------ Material for the task

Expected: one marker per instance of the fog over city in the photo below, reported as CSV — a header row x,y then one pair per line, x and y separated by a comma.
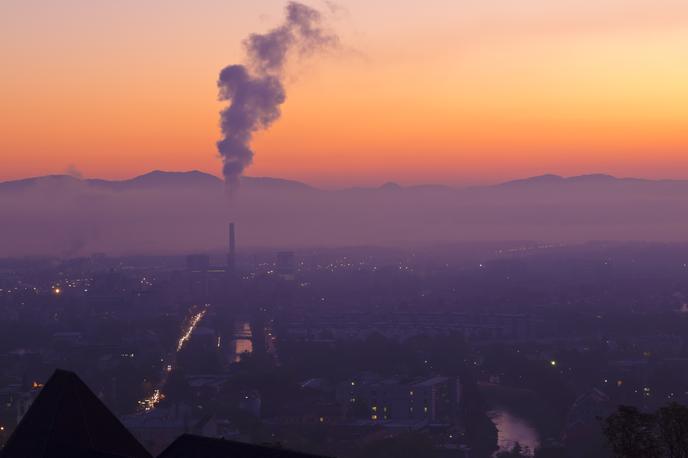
x,y
178,212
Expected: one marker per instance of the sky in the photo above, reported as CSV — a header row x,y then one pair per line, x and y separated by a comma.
x,y
439,91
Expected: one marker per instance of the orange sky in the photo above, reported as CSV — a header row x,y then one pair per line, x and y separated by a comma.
x,y
448,91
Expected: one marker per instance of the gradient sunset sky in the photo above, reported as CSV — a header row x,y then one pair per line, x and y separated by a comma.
x,y
451,91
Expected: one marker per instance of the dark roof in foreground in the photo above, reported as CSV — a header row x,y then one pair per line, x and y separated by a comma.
x,y
189,446
68,421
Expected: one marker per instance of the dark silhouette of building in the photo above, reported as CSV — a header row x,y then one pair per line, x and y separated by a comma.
x,y
189,446
68,421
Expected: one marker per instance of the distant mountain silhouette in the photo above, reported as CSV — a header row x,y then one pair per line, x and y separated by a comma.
x,y
184,212
196,179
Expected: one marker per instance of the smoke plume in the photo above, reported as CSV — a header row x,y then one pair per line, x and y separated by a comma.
x,y
255,90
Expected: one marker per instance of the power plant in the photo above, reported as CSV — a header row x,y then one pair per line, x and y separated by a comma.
x,y
231,255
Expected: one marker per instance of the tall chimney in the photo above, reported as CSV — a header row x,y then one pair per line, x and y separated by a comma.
x,y
231,256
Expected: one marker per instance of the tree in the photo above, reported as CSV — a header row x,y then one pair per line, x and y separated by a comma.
x,y
672,422
632,434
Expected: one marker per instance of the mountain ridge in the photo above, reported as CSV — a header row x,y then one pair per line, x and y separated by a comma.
x,y
195,178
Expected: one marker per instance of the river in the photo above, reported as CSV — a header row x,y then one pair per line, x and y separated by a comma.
x,y
511,429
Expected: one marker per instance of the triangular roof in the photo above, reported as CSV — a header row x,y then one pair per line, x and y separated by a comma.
x,y
68,420
190,446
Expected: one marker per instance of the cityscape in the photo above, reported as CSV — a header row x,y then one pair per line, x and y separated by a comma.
x,y
344,229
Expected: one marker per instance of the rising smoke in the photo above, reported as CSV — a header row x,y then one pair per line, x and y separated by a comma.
x,y
256,91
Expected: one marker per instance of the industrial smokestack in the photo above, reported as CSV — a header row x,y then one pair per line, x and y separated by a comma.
x,y
231,255
256,91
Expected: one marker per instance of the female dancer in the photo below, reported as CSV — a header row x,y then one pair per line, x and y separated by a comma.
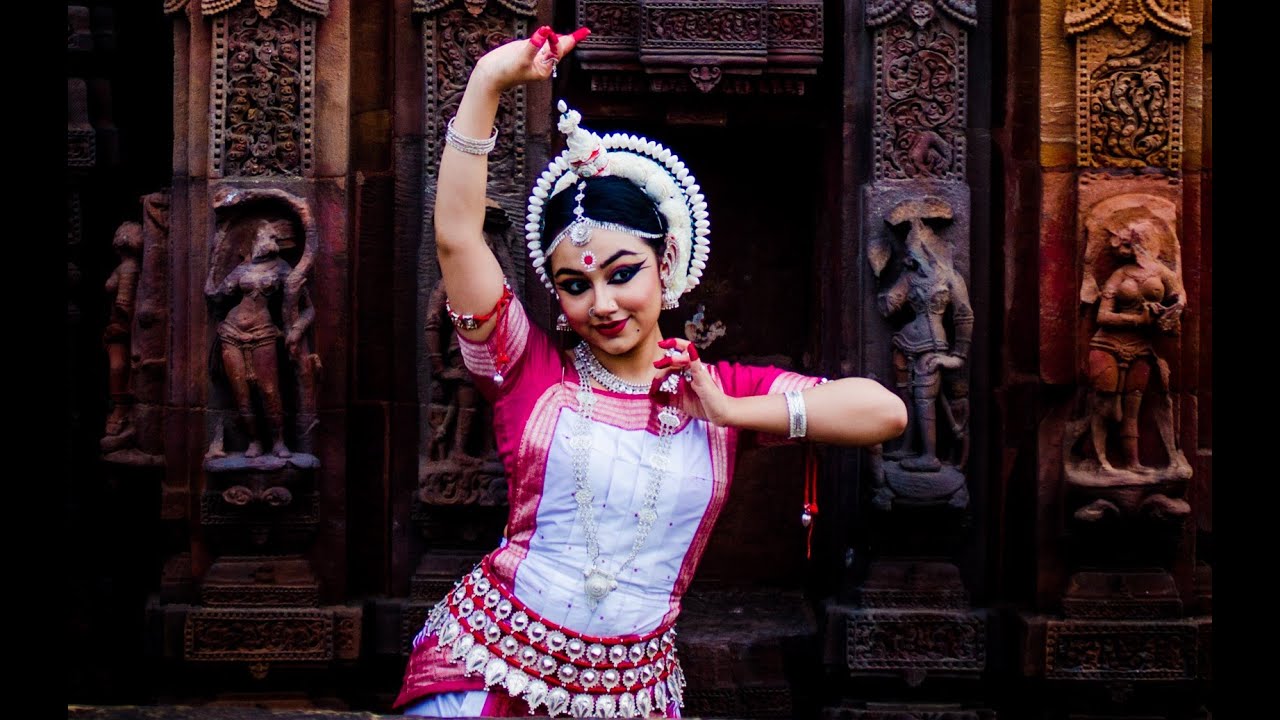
x,y
620,452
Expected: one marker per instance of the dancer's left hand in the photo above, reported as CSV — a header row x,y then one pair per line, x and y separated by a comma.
x,y
696,395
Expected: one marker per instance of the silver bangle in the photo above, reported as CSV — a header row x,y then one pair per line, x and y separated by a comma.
x,y
470,145
796,420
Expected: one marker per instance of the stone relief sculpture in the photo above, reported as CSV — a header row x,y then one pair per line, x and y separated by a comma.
x,y
1133,294
136,338
261,306
927,301
122,288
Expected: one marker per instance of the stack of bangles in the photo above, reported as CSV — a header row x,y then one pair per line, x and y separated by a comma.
x,y
796,418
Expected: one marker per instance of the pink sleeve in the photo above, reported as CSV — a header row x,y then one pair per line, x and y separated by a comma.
x,y
744,381
515,337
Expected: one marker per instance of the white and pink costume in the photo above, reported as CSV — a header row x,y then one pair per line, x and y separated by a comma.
x,y
519,630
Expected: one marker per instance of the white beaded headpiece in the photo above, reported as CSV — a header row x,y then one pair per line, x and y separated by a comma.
x,y
656,169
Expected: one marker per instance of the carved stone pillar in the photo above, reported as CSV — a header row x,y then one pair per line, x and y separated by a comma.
x,y
1119,297
910,614
255,441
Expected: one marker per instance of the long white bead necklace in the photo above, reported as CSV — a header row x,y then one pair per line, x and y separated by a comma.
x,y
599,582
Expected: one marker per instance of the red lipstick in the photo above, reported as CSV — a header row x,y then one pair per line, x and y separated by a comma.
x,y
612,329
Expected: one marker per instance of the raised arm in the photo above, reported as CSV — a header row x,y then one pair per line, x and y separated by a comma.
x,y
472,278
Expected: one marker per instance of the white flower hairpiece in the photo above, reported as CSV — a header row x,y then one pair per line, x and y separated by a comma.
x,y
654,169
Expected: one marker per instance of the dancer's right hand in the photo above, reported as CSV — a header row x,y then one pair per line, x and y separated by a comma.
x,y
526,59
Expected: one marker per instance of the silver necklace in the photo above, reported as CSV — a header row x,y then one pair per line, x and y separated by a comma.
x,y
584,356
599,582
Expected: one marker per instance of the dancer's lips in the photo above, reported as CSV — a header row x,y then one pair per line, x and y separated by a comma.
x,y
612,329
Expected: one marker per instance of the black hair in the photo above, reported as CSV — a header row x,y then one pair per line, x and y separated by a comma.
x,y
608,199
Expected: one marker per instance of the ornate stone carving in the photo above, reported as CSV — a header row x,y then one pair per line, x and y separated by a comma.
x,y
920,89
613,23
264,8
1169,16
952,642
302,510
260,580
795,27
1120,651
1121,596
704,77
1129,81
920,290
81,140
711,24
1133,288
136,338
453,39
122,288
689,45
257,274
263,92
702,333
910,584
259,636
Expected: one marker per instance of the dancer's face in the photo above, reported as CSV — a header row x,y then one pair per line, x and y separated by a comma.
x,y
609,290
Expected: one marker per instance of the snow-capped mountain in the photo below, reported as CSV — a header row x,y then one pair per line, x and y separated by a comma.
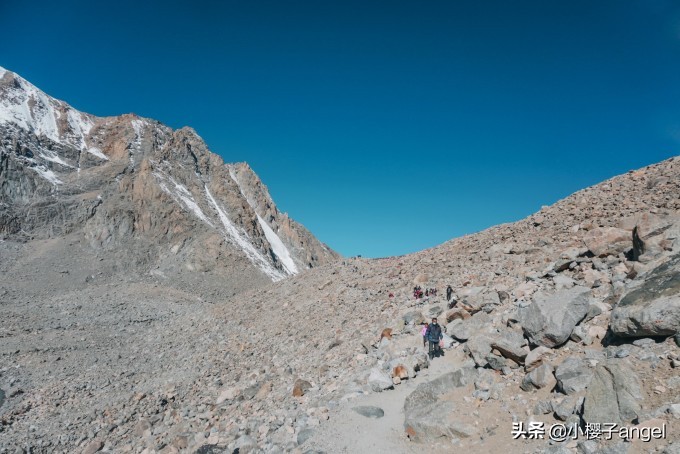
x,y
131,185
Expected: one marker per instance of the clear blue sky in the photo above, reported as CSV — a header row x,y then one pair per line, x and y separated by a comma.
x,y
384,126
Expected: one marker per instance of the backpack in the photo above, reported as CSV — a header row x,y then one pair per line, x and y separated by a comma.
x,y
434,333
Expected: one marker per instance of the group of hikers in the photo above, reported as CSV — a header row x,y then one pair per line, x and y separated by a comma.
x,y
419,293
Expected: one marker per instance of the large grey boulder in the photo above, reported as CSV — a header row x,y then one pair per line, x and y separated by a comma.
x,y
429,417
484,299
573,375
379,380
510,344
462,330
478,347
653,308
605,241
549,320
614,394
538,378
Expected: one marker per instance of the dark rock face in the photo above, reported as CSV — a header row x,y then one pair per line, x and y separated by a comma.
x,y
614,395
133,185
653,308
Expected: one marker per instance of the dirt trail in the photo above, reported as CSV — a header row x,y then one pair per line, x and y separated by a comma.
x,y
349,432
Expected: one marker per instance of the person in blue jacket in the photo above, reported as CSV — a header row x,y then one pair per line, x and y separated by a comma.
x,y
434,335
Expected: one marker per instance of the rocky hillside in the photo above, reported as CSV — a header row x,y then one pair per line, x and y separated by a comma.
x,y
155,197
570,317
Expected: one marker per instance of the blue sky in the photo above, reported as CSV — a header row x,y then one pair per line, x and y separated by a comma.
x,y
384,127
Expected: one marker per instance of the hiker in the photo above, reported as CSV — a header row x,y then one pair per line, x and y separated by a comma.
x,y
434,335
423,332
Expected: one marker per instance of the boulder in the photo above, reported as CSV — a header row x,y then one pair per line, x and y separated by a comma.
x,y
614,394
369,411
462,330
400,371
457,314
604,241
478,347
573,375
448,341
480,298
538,378
429,416
549,320
379,380
653,308
510,344
535,358
414,317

------------

*Brief*: Convert every entry above into a two-column CSV with the columns text and answer, one row per entry, putting each entry's text and its answer in quoted fields with line breaks replaced by spaces. Leave the pictures out.

*Final answer*:
text,answer
"Expected: one marker per instance of the fog over city in the photo below, reported as CSV — a header row x,y then one pair per line, x and y separated by a comma.","x,y 178,212"
"Expected: one marker per instance of the sky in the photo above, reported as CSV — a header row x,y then one pair per line, x and y separated by a comma.","x,y 439,91"
"Expected: one marker per instance of the orange sky in the photo above, reported as CSV — a header row x,y then one pair per line, x and y separated by a comma.","x,y 448,91"
"Expected: one marker per instance of the gradient sunset sky in the photo above, reported as CSV — a header row x,y then one pair per line, x and y separated by a comma.","x,y 451,91"
"Expected: one marker per instance of the dark roof in foreground in the photo above, reported as CSV — a header row x,y then one pair per line, x and y separated by a comma.","x,y 189,446 68,421"
"Expected: one marker per instance of the dark silhouette of building in the photo above, reported as CSV — a header row x,y then one pair per line, x and y separated by a comma.","x,y 189,446 68,421"
"Expected: one marker per instance of the distant mountain silhouette in the photo above, reported as CSV — a header row x,y then one pair per line, x and y separated by a comma.","x,y 184,212 196,179"
"Expected: one marker per instance of the smoke plume in the photo above, reported as CSV — a header row x,y then one pair per line, x and y separated by a comma.","x,y 255,90"
"Expected: one marker per instance of the power plant in the photo above, reported as CSV — a header row x,y then one pair per line, x and y separated by a comma.","x,y 231,255"
"Expected: one marker per instance of the tall chimney in the photo above, reported as CSV — a header row x,y then one pair per line, x and y separated by a comma.","x,y 231,256"
"Expected: one marker per instance of the tree in the photo above, reported as CSV — a header row x,y then one pair per line, x and y separated by a comma.","x,y 672,422 632,434"
"Expected: one marker per instance of the mountain ridge in the photo above, reported as CSV — a header row x,y then one pair per line, x and y separated by a comma.","x,y 195,178"
"Expected: one marker per instance of the river in the photo above, reported as CSV — a header row x,y then one pair per line, x and y separated by a comma.","x,y 511,429"
"Expected: one marker per instance of the triangular roof in the photo above, reported as CSV — a header row x,y then one pair per line, x and y separated by a comma.","x,y 68,420 190,446"
"Expected: one marker per instance of the cityscape in the photo above, reported as CSV — a header row x,y then one pair per line, x and y separated by a comma.","x,y 344,229"
"Expected: one marker per instance of the rising smoke in the photo above, reported as CSV — a header row x,y then one pair per line, x and y separated by a comma.","x,y 256,91"
"Expected: one marker per instance of the industrial smokestack in the photo above, reported as CSV — a header row x,y then one pair per line, x and y separated by a comma.","x,y 231,255 256,91"
"Expected: one marker per instance of the female dancer in the photo below, reported as CSV — a header row x,y then one pair per line, x and y separated by a comma.","x,y 620,452"
"Expected: one marker per instance of the dancer's left hand in the photo above, reported as CSV — a header row x,y then one pair per line, x and y separated by a comma.","x,y 696,395"
"Expected: one marker per instance of the silver bangle in the photo above, reported as CSV — a header row x,y then one pair per line, x and y separated by a comma.","x,y 470,145 796,420"
"Expected: one marker per instance of the stone relief sculpture in the photo above, reported as CSV — a header row x,y then one pair per line, x and y separated by a comma.","x,y 1133,294 136,338 261,306 927,301 122,288"
"Expected: one marker per instance of the stack of bangles in the photo above, reported as CSV — a header row x,y then one pair per line, x and y separated by a comma.","x,y 796,418"
"Expected: one marker per instance of the pink sleeve in the photo above, reported as CSV — a header row x,y then one pair per line, x and y separated by a comma.","x,y 744,381 515,337"
"Expected: one marker per instance of the white and pink costume in the photo above, reported as CSV — a header row x,y then one pair per line, x and y separated by a comma.","x,y 519,630"
"Expected: one marker per instance of the white beaded headpiece in the photo above, reported as CSV — a header row x,y then one pair per line, x and y separated by a comma.","x,y 656,169"
"Expected: one marker per instance of the carved stone pillar in the photo above, reported as CSV — a header row x,y then one pair per line, x and y separated by a comma.","x,y 1119,297 910,614 255,441"
"Expected: one marker per instance of the long white bead necklace in the photo above, reported as CSV — a header row x,y then one pair per line, x and y separated by a comma.","x,y 599,582"
"Expected: one marker per instance of the red lipstick in the photo above, reported as CSV — a header row x,y then one pair per line, x and y separated by a comma.","x,y 612,329"
"Expected: one marker per instance of the raised arm in the photo above, reported as CSV — a header row x,y then one pair per line, x and y separated by a comma.","x,y 472,278"
"Expected: one marker per instance of the white flower hairpiece in the photo above, reported as CSV — a header row x,y then one pair per line, x and y separated by a comma.","x,y 654,169"
"Expected: one marker per instance of the dancer's right hand in the photo above, reported as CSV — a header row x,y then one pair per line, x and y separated by a comma.","x,y 526,59"
"Expected: one marker per instance of the silver necklace in the photo above, reported as CSV — a header row x,y then one pair per line, x and y separated by a comma.","x,y 584,356 599,582"
"Expected: one marker per instance of the dancer's lips in the photo above, reported as CSV — a header row x,y then one pair per line, x and y separated by a comma.","x,y 612,329"
"Expected: one marker per instance of the black hair in the photo above, reported as CSV — a header row x,y then one pair per line, x and y separated by a comma.","x,y 608,199"
"Expected: one marker per instance of the ornate stone carving in the photo above, reported as CSV — a header row x,y then one pair per line, x and y separated by a comma.","x,y 920,89 613,23 264,8 1169,16 952,642 302,510 260,580 795,27 1120,651 1121,596 704,77 1129,81 920,290 81,140 711,24 1133,288 136,338 453,39 122,288 689,45 257,274 263,92 702,333 910,584 259,636"
"Expected: one marker per instance of the dancer's face in the photo above, reported as CSV — a header row x,y then one pair per line, x and y separated by a comma.","x,y 609,290"
"Expected: one marker per instance of the snow-capped mountain in the photo below, reported as CSV — a header row x,y then one pair per line, x and y separated by a comma.","x,y 131,185"
"Expected: one marker per instance of the clear blue sky in the photo above, reported as CSV — a header row x,y then one pair per line, x and y separated by a comma.","x,y 384,126"
"Expected: one marker per instance of the backpack in the photo above, reported as CSV — a header row x,y then one pair per line, x and y separated by a comma.","x,y 434,333"
"Expected: one marker per instance of the group of hikers in the photo above, reported as CSV — a header row x,y then one pair per line, x and y separated by a comma.","x,y 419,293"
"Expected: one marker per instance of the large grey boulder in the photo above, reported as CSV — a header row x,y then one pair per line, x and y separated by a comma.","x,y 429,417 484,299 573,375 379,380 510,344 462,330 478,347 653,308 605,241 549,320 614,394 538,378"
"Expected: one marker per instance of the dark rock face in the photo above, reported as CSV — a header row x,y then one pair per line, x and y separated by a comma.","x,y 614,395 133,185 653,308"
"Expected: one marker per instance of the dirt trail in the photo above, reported as CSV — a header row x,y then one pair per line, x and y separated by a comma.","x,y 349,432"
"Expected: one marker per instance of the person in blue jacket in the photo above, reported as CSV — a header row x,y then one pair per line, x and y separated by a comma.","x,y 434,335"
"Expected: one marker per instance of the rocky hillside in the photo above, reported as CSV — a header row x,y then one pair per line, x and y separated by a comma.","x,y 155,197 570,317"
"Expected: one marker per instance of the blue sky in the photo above, reported as CSV — a header row x,y then one pair per line, x and y separated by a comma.","x,y 384,127"
"Expected: one marker per instance of the hiker in the photo above, reported as CSV — a header row x,y then one pair per line, x and y separated by a comma.","x,y 434,335 423,332"
"Expected: one marker per instance of the boulder in the photo above, reported as CSV — a header row x,y then one pair per line, x and y separated by a comma.","x,y 614,394 369,411 462,330 400,371 457,314 604,241 478,347 573,375 448,341 480,298 538,378 429,416 549,320 379,380 653,308 510,344 535,358 414,317"